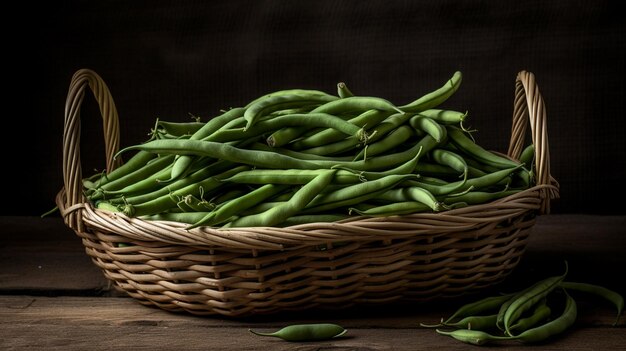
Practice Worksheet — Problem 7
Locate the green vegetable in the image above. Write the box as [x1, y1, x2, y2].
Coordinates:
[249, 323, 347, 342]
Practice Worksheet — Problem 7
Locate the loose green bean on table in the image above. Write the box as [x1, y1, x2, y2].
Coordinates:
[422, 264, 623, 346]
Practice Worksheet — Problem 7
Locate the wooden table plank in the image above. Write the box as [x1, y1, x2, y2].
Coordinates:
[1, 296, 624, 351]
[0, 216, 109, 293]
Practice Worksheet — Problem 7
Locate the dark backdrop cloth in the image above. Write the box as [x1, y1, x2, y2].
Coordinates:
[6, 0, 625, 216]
--------------------
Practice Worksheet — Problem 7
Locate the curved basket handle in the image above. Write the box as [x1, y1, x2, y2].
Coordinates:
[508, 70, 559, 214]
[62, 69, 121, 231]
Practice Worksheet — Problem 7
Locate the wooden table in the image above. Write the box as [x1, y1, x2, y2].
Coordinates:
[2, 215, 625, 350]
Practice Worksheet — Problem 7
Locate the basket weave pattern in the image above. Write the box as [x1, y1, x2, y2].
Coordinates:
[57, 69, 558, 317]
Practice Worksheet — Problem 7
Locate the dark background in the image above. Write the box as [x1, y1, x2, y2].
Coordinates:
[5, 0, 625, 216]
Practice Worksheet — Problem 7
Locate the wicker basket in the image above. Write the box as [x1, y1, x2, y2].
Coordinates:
--------------------
Exercise details
Reproduce every line above that contains the string "image".

Answer below
Locate the green vegetable in the image above. Write the box as [x1, y1, x2, y2].
Locate the loose green bean on table in the image above. Write the box as [x1, y1, x2, y2].
Locate the wooden table plank in the image above. Write the box as [x1, y1, x2, y2].
Locate the dark backdrop cloth in the image above. Write the box as [x1, y1, x2, y2].
Locate the curved basket handle in the image above. Write the box as [x1, y1, x2, y2].
Locate the wooden table in the image above. Write the box as [x1, y1, x2, y2].
Locate the basket weave pattern in the image above. Write the box as [x1, y1, x2, y2].
Locate the dark background in the image above. Write the box as [x1, y1, x2, y2].
Locate the wicker basket in the image above. Write the box as [x1, y1, x2, y2].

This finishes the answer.